#### [MATERIAL]
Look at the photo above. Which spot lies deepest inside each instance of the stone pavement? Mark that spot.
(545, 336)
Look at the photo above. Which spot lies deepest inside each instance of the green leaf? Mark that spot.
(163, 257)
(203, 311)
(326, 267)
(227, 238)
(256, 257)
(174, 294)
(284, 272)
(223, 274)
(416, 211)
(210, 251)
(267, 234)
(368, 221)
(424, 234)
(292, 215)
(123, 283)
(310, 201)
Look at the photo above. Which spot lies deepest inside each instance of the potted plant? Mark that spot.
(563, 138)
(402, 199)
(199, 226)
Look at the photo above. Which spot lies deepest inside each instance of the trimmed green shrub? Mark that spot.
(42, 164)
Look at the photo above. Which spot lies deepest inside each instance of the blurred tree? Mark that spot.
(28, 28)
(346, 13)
==
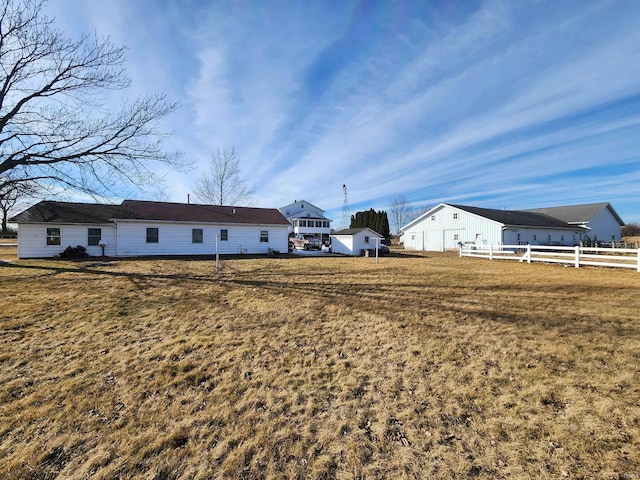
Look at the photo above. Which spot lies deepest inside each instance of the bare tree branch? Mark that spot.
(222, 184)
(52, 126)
---
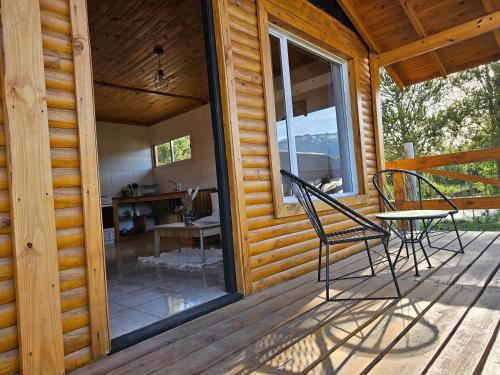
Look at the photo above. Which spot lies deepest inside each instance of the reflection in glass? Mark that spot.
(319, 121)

#### [WHAT IS BEING ASKED]
Pick out every line in the entries above that contains the word "green", and copy each of those lines in full.

#### [REPLY]
Look at the photo above. Which spot lies deepest inside each instance of the green leaf? Mark that spot.
Look at the photo above. Which spot lies deepest inside each instance of the trimmed green shrub? Mark that spot.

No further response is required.